WHAT THIS TASK INVOLVES
Could you write out every record below exactly, leaving the pictures out?

PROVIDED DATA: Begin

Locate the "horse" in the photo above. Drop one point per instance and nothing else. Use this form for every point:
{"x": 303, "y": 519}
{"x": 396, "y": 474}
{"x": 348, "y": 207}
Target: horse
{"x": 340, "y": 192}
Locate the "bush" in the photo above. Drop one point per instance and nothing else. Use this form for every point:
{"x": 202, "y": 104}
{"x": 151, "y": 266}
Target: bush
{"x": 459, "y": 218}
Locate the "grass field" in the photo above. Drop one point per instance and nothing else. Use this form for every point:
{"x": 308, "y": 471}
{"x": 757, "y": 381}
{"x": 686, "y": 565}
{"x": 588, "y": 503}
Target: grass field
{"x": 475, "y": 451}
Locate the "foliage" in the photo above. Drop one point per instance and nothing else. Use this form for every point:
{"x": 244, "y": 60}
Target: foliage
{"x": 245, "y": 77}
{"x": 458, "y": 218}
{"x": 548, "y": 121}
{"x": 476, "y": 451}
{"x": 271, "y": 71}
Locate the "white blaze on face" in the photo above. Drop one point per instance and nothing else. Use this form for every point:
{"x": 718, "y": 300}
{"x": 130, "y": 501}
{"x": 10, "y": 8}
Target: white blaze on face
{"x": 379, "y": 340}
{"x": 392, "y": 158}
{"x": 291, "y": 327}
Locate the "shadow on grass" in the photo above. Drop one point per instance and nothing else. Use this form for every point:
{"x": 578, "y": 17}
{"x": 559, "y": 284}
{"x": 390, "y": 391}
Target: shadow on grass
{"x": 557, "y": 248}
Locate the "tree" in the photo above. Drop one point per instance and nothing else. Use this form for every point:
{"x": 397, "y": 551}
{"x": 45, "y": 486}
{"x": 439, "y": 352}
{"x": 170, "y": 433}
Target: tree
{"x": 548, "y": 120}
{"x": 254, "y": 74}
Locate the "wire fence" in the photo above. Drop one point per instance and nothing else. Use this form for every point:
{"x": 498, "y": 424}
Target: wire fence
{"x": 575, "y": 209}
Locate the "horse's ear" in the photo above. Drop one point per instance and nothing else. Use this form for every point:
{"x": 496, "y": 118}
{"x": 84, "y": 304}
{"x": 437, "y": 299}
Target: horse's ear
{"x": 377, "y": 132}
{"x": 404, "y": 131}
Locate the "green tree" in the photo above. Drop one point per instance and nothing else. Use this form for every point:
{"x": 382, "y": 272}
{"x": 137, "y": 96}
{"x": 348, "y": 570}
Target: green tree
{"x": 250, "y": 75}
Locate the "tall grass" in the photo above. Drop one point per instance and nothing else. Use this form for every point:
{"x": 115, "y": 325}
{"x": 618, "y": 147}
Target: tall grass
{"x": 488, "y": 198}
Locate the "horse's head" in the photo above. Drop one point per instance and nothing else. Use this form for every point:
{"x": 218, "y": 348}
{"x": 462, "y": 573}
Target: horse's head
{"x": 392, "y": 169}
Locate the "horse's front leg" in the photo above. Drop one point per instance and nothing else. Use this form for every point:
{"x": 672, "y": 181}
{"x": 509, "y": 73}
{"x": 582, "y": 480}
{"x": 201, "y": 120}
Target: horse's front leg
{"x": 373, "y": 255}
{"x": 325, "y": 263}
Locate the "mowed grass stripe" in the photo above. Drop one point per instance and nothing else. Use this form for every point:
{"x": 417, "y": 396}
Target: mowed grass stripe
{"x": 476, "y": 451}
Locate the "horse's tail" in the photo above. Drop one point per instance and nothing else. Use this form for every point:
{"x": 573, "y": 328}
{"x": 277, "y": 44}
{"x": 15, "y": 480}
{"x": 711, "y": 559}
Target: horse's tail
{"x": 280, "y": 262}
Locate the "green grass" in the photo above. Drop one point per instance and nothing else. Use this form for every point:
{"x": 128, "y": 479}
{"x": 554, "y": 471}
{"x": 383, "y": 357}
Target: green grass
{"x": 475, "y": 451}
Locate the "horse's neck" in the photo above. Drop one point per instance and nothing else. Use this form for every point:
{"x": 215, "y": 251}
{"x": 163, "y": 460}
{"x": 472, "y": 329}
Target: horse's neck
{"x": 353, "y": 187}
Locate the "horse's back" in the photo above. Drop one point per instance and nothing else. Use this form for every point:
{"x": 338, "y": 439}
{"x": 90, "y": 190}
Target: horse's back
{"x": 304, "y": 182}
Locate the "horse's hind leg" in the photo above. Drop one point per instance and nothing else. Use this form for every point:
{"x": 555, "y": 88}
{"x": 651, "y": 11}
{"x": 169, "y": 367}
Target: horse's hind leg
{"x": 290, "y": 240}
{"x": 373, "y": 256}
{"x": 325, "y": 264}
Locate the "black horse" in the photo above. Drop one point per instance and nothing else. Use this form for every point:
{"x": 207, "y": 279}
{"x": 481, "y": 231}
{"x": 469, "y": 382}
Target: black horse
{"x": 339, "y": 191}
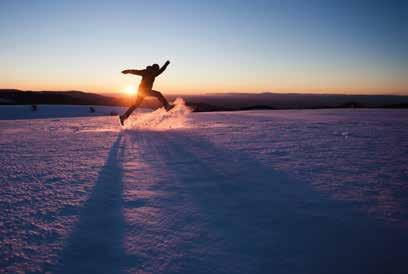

PROVIDED DATA: End

ANSWER SECTION
Locate the "horse" in the photo above. Drop one point per instance and nothing else. Use this form for every point:
{"x": 303, "y": 519}
{"x": 396, "y": 474}
{"x": 348, "y": 207}
Target: horse
{"x": 340, "y": 192}
Locate the "bush" in the photo above. Drop one point per instance and nothing else. Use this form for every point:
{"x": 202, "y": 104}
{"x": 151, "y": 266}
Target: bush
{"x": 459, "y": 218}
Locate the "grass field" in the photo above. Drop one point per instance and nothing else. Use this form for every point:
{"x": 308, "y": 471}
{"x": 757, "y": 381}
{"x": 686, "y": 565}
{"x": 588, "y": 503}
Target: grass field
{"x": 475, "y": 451}
Locate the "foliage" in the photo above. Drop one point per instance and nothing else. Use this form for every point:
{"x": 244, "y": 60}
Target: foliage
{"x": 245, "y": 77}
{"x": 458, "y": 218}
{"x": 548, "y": 121}
{"x": 476, "y": 451}
{"x": 271, "y": 71}
Locate the "white blaze on face" in the photo above. Drop one point per instance and nothing else. Use this form for every point:
{"x": 718, "y": 300}
{"x": 130, "y": 501}
{"x": 10, "y": 8}
Target: white blaze on face
{"x": 379, "y": 340}
{"x": 392, "y": 158}
{"x": 291, "y": 327}
Locate the "shadow on grass" in the photo above. Drop one point per instance and nothing else. Use this form for every point:
{"x": 578, "y": 17}
{"x": 559, "y": 284}
{"x": 390, "y": 391}
Target: shadow on grass
{"x": 557, "y": 248}
Locate the "tree" in the photo above. Drop one point per instance and nothing else. Use this form for every point:
{"x": 397, "y": 551}
{"x": 45, "y": 486}
{"x": 439, "y": 352}
{"x": 170, "y": 433}
Target: tree
{"x": 548, "y": 120}
{"x": 254, "y": 74}
Locate the "wire fence" in the photo above. Drop one point per instance and nothing else. Use this form for every point:
{"x": 498, "y": 424}
Target: wire fence
{"x": 575, "y": 209}
Locate the "horse's ear" in the photo above. Drop one point per instance and nothing else. Use this form for every point:
{"x": 496, "y": 118}
{"x": 84, "y": 304}
{"x": 437, "y": 299}
Target: horse's ear
{"x": 377, "y": 132}
{"x": 404, "y": 131}
Locate the "green tree" in the photo above. Drop one point per instance and nothing else. Use this form for every point:
{"x": 382, "y": 272}
{"x": 137, "y": 96}
{"x": 348, "y": 570}
Target: green tree
{"x": 250, "y": 75}
Locate the "tall grass" in the photo above. Drop one point per instance and nothing else. Use this form for every point:
{"x": 115, "y": 325}
{"x": 618, "y": 147}
Target: tall grass
{"x": 488, "y": 198}
Locate the "horse's head" in the photo above. Drop one point per instance and nothing else. Use this form for every point:
{"x": 218, "y": 348}
{"x": 462, "y": 573}
Target: horse's head
{"x": 392, "y": 169}
Locate the "horse's front leg" in the photo above. Drop one point per instance and nothing else. Use this form for every point:
{"x": 672, "y": 181}
{"x": 509, "y": 73}
{"x": 582, "y": 480}
{"x": 201, "y": 120}
Target: horse's front leg
{"x": 373, "y": 255}
{"x": 325, "y": 263}
Locate the "mowed grass stripe" in the photo above. Drop one point per instance and nothing else. Use this form for every point:
{"x": 417, "y": 396}
Target: mowed grass stripe
{"x": 476, "y": 451}
Locate the "horse's tail" in the photo above. Drop one point per instance and nothing else. Use this form for every point:
{"x": 573, "y": 328}
{"x": 277, "y": 44}
{"x": 15, "y": 480}
{"x": 711, "y": 559}
Target: horse's tail
{"x": 280, "y": 262}
Locate the "green grass" in the photo above. Drop one point per instance and nothing else. Use this form for every point:
{"x": 128, "y": 479}
{"x": 554, "y": 471}
{"x": 383, "y": 357}
Target: green grass
{"x": 475, "y": 451}
Locate the "horse's neck" in the photo above. Drop one point per instance and nothing else. Use this form for every point:
{"x": 215, "y": 251}
{"x": 163, "y": 460}
{"x": 472, "y": 329}
Target: horse's neck
{"x": 353, "y": 187}
Locate the "horse's back" in the photo above. Drop one point per instance and nothing else. Use this form for every point:
{"x": 338, "y": 439}
{"x": 90, "y": 190}
Target: horse's back
{"x": 304, "y": 182}
Locate the "horse's hind leg" in the photo above. Drop one point per instance and nothing else. Use this form for every point:
{"x": 555, "y": 88}
{"x": 651, "y": 11}
{"x": 169, "y": 367}
Target: horse's hind leg
{"x": 290, "y": 240}
{"x": 373, "y": 256}
{"x": 325, "y": 264}
Locate the "black horse" in the photo above. Drop one point per instance and nothing else. Use this form for every point:
{"x": 207, "y": 279}
{"x": 481, "y": 231}
{"x": 469, "y": 382}
Target: black horse
{"x": 339, "y": 191}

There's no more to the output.